(Point labeling items)
===
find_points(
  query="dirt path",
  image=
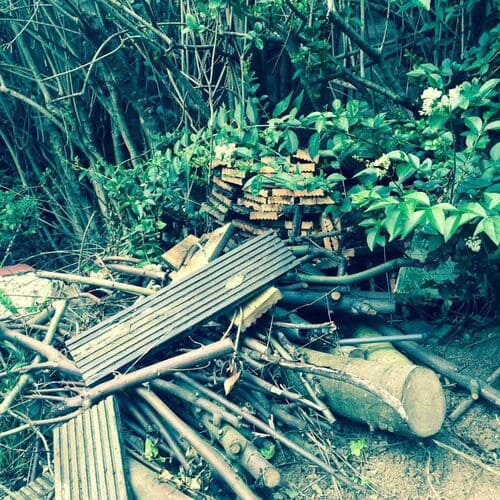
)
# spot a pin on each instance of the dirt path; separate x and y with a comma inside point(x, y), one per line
point(397, 467)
===
Written problem
Reproduce every line of the item above word for word, leaving out the picture.

Full answer
find_points(
  query="dirt path",
  image=
)
# spot a pin on each instance of the dirt path; separate x and y with a comma inside point(x, y), one per line
point(397, 467)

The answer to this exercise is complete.